> _What is being asked_:
Answer these questions from the text on Roland Ray Conklin:
1. In what year did Conklin graduate from the University of Illinois?
2. In which city did the firm open its international branch in 1889?
3. Which company was named the fiscal agent for the United States consul in Cuba in 1896?

> _Provided text_:

——

Roland Ray Conklin was born in Urbana, Illinois, on February 1, 1858. He attended schools there, then graduated from the University of Illinois in 1880. He joined a real estate firm Kansas City, Missouri, in 1880, which incorporated in 1886 as the Jarvis-Conklin Mortgage and Trust Company. The firm became very successful and is credited with developing the Hyde Park and Rowland Park neighborhoods of Kansas City. They also founded the neighborhoods of Roland Park in Baltimore, Maryland, and Euclid Park in Cleveland, Ohio. They became the first bank to establish an international branch when they opened one in London in 1889. In 1893, the company moved its headquarters to New York City, but dissolved only months later following the Panic of 1893. Conklin reorganized the business as the North American Trust Company (NATC).

In 1896, the North American Trust Company was named the fiscal agent for the United States consul in Cuba. Conklin oversaw many operations in his new country: he founded the National Bank of Cuba, the Havana Telephone Company, the Cuban Telephone Company, and several publishing houses. Conklin was also named a vice president of the Jucaro & Moron Railway Company and co-founded the National Railways Company of Cuba. By May 1899, vice presidents Samuel M. Jarvis and Conklin were the primary stockholders of the North American Trust Company, also serving on the board.

——

> _Data under study_:
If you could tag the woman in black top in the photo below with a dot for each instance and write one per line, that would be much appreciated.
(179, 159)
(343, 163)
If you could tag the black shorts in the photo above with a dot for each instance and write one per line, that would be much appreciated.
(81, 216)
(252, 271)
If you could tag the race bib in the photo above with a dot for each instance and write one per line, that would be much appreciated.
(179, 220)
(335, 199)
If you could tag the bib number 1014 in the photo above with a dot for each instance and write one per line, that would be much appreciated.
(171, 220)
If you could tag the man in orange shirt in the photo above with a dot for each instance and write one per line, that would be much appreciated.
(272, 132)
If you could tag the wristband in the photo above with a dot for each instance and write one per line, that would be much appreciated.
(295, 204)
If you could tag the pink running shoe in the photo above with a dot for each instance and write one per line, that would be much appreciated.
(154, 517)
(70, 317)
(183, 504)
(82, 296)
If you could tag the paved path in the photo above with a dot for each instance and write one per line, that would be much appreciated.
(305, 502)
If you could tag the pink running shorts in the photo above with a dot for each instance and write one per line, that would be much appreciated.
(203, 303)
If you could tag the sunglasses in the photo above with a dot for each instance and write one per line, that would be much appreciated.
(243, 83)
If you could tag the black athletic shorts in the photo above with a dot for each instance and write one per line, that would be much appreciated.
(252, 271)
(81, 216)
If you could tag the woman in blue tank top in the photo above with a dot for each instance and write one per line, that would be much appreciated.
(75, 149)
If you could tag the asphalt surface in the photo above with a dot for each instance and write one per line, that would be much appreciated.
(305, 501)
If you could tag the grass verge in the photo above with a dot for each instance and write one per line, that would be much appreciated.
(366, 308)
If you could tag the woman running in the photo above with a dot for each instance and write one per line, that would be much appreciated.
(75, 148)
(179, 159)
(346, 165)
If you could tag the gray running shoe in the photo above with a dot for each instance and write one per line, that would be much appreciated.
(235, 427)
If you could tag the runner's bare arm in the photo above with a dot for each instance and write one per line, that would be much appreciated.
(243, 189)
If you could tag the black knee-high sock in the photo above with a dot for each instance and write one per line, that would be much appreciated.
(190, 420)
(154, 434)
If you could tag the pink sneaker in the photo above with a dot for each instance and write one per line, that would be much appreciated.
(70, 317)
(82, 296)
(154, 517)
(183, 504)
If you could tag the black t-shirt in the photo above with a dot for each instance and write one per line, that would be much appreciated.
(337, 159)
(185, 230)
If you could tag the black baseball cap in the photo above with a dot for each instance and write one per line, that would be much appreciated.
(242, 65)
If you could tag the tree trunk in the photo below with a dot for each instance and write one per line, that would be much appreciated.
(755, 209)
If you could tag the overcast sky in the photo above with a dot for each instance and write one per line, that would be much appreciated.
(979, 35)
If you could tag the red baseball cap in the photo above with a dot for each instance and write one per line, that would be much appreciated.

——

> _Answer to this exercise_:
1. 1880
2. London
3. The North American Trust Company